## Action item
The response should consist of the data below, copied exactly, with no pictures in it.

## Spatial localization data
= Beginning of Section =

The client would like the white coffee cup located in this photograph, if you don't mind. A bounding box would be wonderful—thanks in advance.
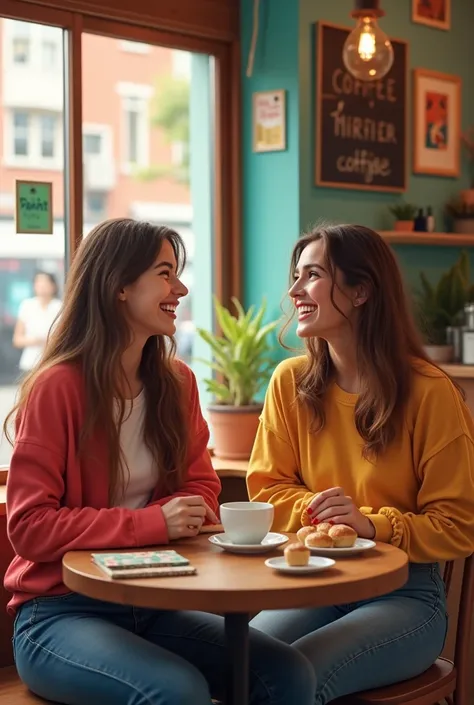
[219,501,274,545]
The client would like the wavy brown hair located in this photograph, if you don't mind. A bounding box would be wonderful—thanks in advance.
[4,218,188,502]
[284,224,462,459]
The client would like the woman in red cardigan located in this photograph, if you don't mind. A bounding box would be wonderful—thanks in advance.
[4,218,315,705]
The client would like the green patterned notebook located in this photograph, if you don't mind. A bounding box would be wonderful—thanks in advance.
[91,551,196,579]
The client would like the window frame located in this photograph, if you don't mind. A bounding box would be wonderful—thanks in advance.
[1,0,242,308]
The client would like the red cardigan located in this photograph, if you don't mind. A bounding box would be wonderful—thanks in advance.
[4,360,221,614]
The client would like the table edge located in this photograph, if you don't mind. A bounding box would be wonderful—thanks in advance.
[62,545,409,613]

= End of Section =

## Task response
The client would like the white coffee cup located in this photograph, if you don't mind. A bounding box would be wonderful—thanks in advance.
[219,501,274,545]
The client would like the wavy brown hair located in this photograph, if you don't mind. A bounding box would be wonderful—thanks in advance.
[4,218,188,502]
[284,224,462,459]
The client would like the woman in red cardigan located in this photograph, if you don't mind. A bounding box would be wonderful—thanks in advance.
[4,218,315,705]
The client would like the green patterned notebook located in this photograph, if you don't mind. A bounding box would be wonderful—thanks in advance.
[91,551,196,579]
The client would like the window frame located in this photograph, if you don't mind. A bounding box would be wonderful—thanks in advance.
[1,0,242,308]
The client would like the red cardigan located in this photograph, if you don't mind. A bounding box would be wonderful—thanks in advance.
[4,360,221,614]
The client would like the table edge located in this photograph, if you don't mind. A bounding box would be wonderful—thanks in advance.
[62,545,409,613]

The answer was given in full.